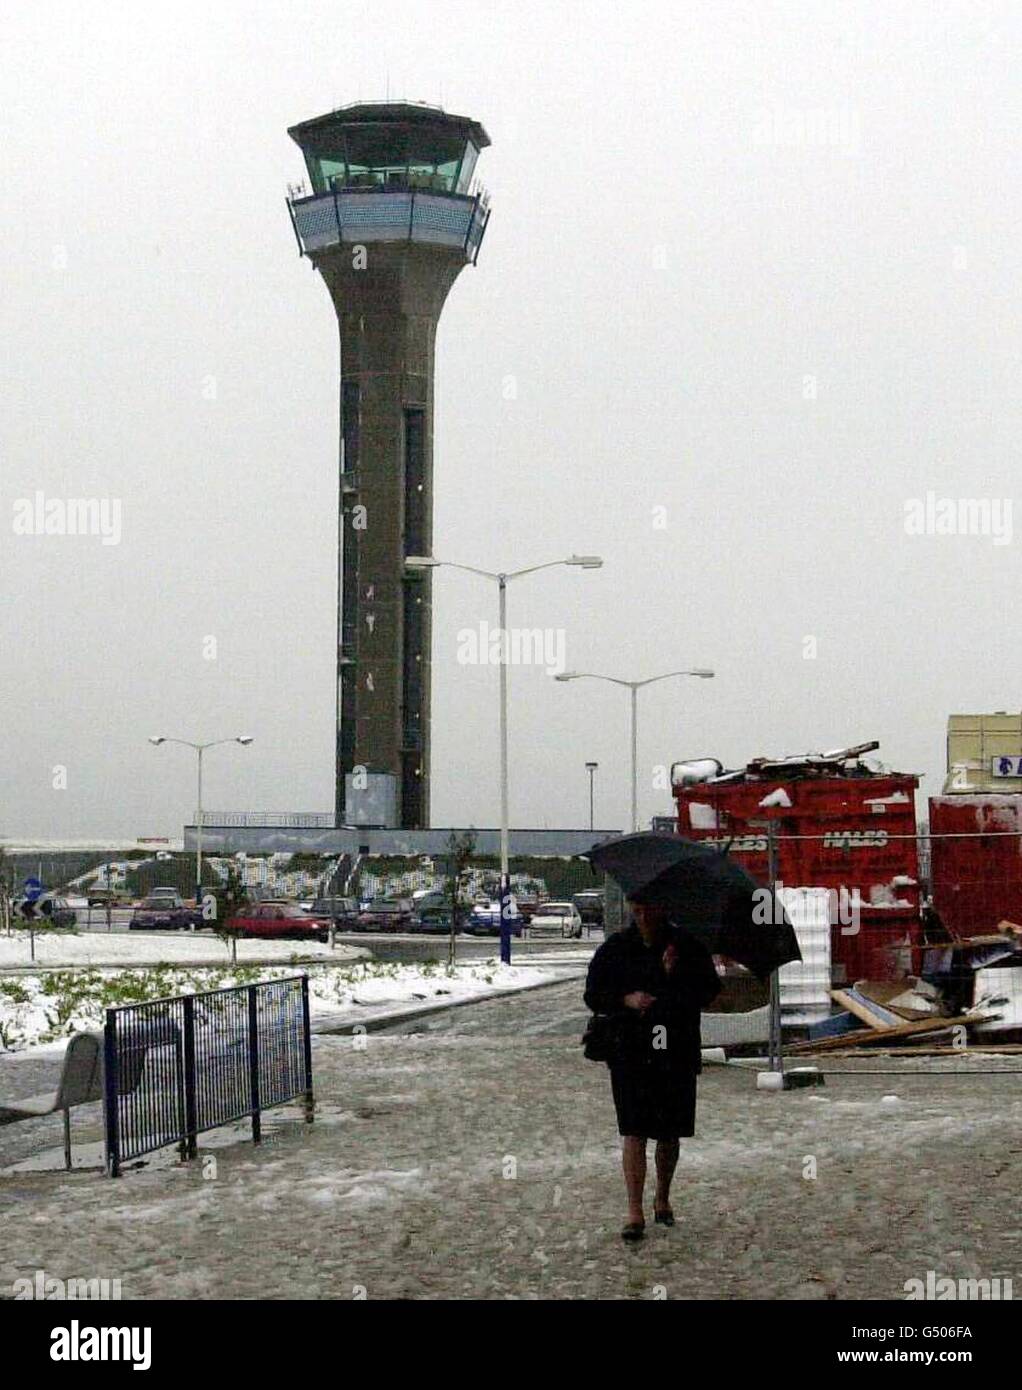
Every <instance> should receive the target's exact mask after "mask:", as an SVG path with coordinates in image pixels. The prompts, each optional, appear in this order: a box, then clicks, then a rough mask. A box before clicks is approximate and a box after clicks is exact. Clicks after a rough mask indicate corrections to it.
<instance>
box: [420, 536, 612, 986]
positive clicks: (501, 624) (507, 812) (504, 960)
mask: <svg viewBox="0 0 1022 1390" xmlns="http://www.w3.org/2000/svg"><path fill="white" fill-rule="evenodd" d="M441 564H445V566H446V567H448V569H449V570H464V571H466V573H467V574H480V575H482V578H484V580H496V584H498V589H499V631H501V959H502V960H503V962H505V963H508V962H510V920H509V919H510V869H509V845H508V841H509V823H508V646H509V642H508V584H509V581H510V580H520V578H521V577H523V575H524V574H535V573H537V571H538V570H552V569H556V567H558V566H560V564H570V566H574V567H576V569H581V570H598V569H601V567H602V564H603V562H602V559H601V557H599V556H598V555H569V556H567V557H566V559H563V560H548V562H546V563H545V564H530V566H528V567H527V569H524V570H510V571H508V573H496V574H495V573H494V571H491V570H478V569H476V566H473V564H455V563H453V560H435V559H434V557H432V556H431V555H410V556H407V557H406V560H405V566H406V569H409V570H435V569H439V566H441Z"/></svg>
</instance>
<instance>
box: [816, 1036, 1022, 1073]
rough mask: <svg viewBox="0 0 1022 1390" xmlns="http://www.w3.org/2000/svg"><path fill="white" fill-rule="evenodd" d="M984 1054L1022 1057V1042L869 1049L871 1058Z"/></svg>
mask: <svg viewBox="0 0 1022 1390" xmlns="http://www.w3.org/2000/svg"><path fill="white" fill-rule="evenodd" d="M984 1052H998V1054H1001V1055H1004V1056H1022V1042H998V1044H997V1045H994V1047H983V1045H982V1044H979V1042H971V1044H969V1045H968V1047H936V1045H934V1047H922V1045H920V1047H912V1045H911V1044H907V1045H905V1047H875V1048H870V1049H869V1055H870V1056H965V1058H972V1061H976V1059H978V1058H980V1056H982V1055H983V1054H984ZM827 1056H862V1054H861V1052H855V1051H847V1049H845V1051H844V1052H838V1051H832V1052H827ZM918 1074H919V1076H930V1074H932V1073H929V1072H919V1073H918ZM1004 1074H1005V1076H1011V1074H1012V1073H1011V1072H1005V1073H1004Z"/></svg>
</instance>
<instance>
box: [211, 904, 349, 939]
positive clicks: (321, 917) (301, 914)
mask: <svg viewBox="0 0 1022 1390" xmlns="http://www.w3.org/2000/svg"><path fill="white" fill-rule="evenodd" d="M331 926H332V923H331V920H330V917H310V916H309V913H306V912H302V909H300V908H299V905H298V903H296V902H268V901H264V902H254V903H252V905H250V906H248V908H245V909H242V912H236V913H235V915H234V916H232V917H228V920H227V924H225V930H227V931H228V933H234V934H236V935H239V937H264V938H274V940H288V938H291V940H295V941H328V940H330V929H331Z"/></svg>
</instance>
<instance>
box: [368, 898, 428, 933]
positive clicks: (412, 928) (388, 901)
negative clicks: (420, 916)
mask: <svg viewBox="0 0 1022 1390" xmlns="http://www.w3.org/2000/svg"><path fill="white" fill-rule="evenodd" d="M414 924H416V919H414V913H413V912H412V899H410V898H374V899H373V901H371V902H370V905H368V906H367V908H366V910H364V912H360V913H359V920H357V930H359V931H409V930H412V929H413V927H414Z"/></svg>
----
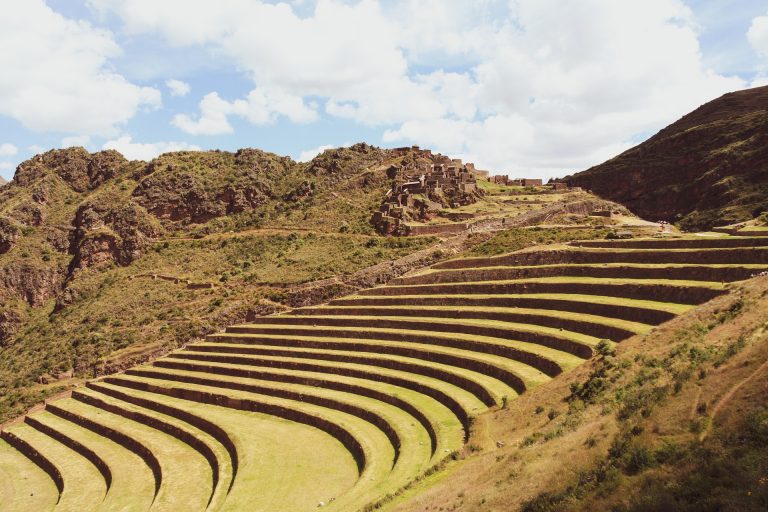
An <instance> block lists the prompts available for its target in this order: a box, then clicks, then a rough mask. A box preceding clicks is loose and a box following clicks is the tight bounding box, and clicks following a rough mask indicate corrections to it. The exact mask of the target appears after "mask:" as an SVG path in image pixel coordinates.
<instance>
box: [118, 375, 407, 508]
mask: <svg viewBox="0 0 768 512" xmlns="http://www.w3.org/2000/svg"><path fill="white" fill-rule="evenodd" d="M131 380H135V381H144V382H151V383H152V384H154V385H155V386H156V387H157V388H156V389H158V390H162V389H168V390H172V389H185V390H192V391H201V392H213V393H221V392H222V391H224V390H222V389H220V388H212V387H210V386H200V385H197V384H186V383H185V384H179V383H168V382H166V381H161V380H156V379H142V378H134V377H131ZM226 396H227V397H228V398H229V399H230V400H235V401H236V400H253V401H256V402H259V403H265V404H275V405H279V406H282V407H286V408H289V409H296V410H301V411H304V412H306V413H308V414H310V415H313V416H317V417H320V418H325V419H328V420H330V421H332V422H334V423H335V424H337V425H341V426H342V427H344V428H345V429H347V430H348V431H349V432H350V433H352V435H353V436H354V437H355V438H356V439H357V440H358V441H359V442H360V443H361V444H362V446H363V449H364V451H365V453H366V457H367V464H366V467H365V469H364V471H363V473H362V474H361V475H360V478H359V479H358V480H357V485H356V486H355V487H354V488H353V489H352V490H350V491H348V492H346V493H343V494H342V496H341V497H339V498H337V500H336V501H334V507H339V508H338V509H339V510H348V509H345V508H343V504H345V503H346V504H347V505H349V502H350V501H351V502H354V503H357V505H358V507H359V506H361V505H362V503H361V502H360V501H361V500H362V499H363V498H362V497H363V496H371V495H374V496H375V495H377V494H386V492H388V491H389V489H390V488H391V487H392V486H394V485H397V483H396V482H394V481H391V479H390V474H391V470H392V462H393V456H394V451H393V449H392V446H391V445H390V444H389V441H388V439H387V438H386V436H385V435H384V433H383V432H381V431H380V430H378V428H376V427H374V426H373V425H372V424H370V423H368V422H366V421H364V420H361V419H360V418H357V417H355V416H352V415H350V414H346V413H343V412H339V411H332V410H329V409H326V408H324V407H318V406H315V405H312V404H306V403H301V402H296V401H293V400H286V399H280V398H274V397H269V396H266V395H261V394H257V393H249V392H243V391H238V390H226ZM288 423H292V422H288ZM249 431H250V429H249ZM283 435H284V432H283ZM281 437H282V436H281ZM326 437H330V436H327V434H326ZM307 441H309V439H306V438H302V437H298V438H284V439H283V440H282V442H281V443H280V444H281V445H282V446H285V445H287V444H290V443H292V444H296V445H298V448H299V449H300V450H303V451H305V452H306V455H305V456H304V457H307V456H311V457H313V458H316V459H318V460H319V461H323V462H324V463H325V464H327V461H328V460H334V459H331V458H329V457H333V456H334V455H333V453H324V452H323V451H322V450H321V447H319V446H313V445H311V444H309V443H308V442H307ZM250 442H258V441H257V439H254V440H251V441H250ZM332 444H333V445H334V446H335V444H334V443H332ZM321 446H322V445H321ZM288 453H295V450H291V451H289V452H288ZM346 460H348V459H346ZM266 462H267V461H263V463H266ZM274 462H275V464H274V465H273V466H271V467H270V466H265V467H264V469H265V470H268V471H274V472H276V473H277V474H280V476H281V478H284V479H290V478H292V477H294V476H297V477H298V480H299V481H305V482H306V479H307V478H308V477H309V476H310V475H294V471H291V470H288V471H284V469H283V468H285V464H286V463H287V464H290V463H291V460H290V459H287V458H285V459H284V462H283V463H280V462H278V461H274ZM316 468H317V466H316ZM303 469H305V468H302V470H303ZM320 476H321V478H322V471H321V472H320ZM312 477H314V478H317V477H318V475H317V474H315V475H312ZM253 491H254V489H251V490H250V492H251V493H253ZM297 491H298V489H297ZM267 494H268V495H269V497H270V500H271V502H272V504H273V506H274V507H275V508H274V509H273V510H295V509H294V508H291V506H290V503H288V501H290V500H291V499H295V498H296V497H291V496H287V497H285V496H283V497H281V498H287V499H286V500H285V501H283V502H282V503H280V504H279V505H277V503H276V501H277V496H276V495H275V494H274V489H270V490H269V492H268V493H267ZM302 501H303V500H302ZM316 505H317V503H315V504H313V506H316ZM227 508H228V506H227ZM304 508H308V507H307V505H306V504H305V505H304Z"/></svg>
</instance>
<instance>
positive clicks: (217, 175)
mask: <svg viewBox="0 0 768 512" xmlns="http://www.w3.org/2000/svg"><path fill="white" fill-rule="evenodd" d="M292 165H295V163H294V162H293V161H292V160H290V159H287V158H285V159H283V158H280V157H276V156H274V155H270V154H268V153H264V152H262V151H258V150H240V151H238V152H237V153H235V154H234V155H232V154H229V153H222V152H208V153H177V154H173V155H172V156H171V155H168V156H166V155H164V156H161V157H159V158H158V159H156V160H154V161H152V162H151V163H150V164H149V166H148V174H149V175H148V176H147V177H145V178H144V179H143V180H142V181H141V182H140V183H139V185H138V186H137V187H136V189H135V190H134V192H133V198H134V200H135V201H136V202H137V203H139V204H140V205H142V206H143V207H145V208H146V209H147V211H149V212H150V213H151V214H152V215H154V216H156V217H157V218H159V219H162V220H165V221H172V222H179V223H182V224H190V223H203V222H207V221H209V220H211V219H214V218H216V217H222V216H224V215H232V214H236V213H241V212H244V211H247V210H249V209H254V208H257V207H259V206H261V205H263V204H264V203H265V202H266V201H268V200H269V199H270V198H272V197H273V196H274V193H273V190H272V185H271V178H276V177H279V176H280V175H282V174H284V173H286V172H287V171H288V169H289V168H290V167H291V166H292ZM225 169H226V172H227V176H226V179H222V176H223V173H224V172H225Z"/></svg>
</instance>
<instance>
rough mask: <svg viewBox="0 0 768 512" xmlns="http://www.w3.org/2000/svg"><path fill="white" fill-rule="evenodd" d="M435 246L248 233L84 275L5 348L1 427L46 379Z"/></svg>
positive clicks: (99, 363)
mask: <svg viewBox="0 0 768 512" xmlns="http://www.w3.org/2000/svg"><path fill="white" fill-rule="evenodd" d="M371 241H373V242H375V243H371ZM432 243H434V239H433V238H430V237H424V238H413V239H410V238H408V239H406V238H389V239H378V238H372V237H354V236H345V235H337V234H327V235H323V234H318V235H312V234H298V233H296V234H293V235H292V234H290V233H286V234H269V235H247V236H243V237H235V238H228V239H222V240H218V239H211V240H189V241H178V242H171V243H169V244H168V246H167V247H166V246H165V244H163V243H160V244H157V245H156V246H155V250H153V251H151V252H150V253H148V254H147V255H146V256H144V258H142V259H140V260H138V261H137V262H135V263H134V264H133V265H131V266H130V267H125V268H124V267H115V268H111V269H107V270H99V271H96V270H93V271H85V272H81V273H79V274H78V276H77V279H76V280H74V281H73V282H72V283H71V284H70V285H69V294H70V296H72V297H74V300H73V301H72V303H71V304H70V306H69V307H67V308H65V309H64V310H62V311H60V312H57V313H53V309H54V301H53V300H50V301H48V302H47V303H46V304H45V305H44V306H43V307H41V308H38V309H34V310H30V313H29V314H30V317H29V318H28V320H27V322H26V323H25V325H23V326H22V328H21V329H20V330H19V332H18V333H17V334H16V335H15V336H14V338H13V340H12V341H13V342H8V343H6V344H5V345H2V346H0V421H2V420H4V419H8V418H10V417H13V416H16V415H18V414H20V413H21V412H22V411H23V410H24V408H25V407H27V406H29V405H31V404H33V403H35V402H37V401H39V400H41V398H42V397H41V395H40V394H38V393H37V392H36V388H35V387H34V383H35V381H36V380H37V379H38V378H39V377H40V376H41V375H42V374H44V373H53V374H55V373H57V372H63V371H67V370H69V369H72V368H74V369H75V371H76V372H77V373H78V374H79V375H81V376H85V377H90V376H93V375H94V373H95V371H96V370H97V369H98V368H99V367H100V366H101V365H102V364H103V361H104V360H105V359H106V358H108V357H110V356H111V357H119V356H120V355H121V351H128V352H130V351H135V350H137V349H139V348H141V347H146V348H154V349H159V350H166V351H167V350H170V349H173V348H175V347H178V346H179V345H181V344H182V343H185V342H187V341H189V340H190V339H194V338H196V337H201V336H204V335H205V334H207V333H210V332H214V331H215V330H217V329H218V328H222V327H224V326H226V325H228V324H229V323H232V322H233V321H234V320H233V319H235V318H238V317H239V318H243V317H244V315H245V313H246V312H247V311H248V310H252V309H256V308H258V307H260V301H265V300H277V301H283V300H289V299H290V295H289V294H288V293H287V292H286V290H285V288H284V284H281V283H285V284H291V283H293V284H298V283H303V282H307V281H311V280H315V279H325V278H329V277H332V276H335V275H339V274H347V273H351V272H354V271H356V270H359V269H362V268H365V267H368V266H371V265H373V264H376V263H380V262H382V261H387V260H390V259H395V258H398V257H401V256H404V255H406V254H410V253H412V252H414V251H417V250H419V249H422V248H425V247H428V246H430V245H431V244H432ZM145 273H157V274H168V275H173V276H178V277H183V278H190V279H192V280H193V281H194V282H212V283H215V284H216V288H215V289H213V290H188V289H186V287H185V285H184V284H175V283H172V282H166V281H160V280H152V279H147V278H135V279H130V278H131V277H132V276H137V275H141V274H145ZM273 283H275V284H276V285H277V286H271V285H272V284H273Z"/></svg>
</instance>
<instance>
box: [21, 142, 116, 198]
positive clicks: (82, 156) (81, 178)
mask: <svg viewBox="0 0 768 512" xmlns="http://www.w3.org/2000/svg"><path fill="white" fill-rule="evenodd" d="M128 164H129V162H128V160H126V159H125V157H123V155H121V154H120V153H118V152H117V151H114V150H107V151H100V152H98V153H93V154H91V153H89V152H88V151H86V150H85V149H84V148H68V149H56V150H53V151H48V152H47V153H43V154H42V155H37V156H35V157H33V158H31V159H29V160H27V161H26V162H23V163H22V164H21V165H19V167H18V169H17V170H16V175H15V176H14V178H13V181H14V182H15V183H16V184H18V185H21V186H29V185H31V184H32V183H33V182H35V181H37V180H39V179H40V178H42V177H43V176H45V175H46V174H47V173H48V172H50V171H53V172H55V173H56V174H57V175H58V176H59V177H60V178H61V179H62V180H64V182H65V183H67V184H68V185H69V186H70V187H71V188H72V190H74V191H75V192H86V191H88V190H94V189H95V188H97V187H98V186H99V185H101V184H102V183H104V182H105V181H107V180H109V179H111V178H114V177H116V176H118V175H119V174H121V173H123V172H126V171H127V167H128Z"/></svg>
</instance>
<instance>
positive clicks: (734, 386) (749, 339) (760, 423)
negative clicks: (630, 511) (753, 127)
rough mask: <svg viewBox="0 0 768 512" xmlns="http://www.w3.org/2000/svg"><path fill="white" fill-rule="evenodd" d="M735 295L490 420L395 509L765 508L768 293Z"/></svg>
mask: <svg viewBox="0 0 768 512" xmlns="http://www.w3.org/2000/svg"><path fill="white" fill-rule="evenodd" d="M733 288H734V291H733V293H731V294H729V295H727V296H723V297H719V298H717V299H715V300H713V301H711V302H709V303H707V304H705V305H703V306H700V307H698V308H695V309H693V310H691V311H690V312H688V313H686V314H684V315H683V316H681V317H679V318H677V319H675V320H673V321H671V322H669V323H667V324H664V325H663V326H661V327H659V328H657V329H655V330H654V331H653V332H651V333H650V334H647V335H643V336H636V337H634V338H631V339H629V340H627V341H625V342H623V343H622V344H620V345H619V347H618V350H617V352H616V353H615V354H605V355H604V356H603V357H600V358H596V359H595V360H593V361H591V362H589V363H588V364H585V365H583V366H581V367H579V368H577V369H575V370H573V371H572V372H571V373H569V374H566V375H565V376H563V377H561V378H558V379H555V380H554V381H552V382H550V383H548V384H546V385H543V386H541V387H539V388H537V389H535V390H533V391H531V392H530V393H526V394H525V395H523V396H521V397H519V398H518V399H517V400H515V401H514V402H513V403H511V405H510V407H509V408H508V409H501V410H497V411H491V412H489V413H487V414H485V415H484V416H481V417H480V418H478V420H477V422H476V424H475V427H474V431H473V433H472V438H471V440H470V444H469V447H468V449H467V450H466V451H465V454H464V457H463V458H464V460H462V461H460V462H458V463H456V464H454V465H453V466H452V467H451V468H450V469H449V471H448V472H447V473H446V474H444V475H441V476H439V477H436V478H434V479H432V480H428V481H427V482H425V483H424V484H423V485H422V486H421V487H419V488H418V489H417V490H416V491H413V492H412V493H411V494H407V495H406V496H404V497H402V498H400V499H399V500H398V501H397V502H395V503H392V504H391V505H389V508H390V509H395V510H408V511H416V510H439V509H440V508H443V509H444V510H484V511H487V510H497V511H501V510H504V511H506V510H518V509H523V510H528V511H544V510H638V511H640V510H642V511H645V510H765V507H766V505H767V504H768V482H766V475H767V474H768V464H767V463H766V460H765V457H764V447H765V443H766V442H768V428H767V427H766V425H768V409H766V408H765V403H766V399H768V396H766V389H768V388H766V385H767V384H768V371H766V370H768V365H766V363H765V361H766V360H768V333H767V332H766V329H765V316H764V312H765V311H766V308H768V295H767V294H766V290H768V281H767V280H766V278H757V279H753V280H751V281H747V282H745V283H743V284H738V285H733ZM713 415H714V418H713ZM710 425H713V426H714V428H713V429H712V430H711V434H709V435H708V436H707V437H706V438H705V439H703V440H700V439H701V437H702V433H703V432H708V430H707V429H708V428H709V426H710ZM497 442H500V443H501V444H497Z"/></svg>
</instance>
----
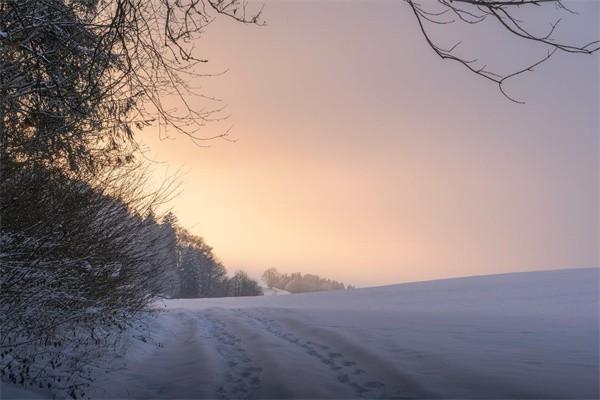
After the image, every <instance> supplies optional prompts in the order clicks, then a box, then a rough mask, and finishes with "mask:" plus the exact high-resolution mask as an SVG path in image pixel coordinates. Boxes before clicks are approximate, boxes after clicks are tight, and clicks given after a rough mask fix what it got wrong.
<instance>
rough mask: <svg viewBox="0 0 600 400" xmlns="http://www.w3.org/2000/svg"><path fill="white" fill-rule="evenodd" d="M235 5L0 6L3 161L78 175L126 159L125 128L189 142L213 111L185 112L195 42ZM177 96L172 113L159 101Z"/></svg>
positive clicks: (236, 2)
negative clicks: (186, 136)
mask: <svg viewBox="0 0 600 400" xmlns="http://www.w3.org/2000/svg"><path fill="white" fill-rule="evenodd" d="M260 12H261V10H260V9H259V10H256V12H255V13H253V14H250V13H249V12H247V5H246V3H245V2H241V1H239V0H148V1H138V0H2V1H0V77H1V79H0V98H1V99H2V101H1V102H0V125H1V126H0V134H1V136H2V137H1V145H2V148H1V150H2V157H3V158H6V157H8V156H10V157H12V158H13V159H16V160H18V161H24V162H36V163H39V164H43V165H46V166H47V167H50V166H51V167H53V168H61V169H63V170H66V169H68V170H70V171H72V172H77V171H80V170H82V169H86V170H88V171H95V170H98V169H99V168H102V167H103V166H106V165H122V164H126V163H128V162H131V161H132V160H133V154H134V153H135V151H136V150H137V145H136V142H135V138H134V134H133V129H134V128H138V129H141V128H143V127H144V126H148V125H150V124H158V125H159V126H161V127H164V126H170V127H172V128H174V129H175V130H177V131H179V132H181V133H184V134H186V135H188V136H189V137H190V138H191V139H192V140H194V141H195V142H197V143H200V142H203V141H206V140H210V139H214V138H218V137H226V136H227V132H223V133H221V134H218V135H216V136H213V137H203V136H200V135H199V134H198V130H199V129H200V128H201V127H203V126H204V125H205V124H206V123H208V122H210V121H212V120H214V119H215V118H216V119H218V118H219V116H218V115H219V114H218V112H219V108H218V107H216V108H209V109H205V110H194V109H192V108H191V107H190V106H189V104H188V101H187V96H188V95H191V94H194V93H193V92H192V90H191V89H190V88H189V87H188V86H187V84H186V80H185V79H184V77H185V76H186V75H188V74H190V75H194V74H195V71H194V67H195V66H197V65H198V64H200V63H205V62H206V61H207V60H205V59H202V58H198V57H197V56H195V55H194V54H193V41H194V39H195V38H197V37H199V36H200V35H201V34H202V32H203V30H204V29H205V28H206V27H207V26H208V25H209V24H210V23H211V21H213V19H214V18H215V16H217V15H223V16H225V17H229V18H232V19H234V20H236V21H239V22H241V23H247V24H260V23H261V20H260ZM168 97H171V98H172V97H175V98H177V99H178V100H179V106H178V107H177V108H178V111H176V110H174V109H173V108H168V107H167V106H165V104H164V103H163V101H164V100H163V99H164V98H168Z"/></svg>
----
*Assignment*: Reproduce word for word the material above, starting with the line that has "Every <instance> should" and stopping after the line that has "box: [420, 536, 612, 986]".

*Task output*:
Every <instance> should receive the target's exact mask after "mask:", as an SVG path with coordinates in image pixels. The prompts, each optional, appear in this order: a box, then clicks, then a rough mask. A box before clicks is approximate and a box after clicks is exact. Clicks after a rough mask indicate corrections to it.
<instance>
box: [420, 536, 612, 986]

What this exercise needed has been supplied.